### Items from a dataset
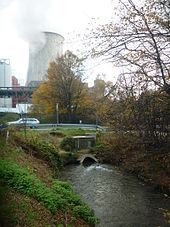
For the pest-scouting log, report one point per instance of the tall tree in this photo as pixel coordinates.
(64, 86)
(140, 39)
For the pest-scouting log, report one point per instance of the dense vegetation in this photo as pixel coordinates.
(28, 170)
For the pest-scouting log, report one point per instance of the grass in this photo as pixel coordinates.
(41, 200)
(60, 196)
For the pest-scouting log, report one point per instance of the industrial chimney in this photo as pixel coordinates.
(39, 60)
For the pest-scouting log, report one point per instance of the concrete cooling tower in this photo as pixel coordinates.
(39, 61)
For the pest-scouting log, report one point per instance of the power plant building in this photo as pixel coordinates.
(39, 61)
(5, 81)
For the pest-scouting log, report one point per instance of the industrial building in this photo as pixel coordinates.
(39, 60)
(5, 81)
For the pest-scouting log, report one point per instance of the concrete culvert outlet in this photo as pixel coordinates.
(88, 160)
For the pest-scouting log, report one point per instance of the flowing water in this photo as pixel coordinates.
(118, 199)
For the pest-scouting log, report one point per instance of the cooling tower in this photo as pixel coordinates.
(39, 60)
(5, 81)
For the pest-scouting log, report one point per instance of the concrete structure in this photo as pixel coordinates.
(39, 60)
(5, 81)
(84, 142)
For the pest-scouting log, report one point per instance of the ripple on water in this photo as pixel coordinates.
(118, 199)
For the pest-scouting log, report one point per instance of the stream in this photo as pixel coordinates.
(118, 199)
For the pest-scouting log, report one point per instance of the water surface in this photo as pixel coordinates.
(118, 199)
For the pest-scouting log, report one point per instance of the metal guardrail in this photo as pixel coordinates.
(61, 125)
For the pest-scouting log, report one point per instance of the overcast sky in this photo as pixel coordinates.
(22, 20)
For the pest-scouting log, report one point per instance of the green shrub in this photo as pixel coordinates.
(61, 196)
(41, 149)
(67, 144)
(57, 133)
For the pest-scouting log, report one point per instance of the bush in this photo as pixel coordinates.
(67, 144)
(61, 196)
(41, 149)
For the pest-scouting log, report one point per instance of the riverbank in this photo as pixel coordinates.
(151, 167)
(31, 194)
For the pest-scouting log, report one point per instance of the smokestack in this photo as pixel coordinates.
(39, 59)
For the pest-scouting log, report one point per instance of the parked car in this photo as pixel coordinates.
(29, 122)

### DIRECTIONS FOR THIS TASK
Rewrite the entries starting with the line containing "bush in this photo as pixel coordinates." and going on through the last entry, changing "riverbank" to "stream bank" and keeping everything else the same.

### THE REPLY
For the pest-scouting log, report one point per instance of the bush in this photo as pixel coordinates.
(67, 144)
(61, 196)
(41, 149)
For the pest-scouting log, report one point per instance of the stream bank in this photo as pixel coordinates.
(151, 167)
(31, 194)
For the pest-scouting log, report one point per instance of the smokestack in this photo as pixel coordinates.
(39, 59)
For the pest-scouting log, report one point per instance of the parked car in this photo as pixel coordinates.
(29, 122)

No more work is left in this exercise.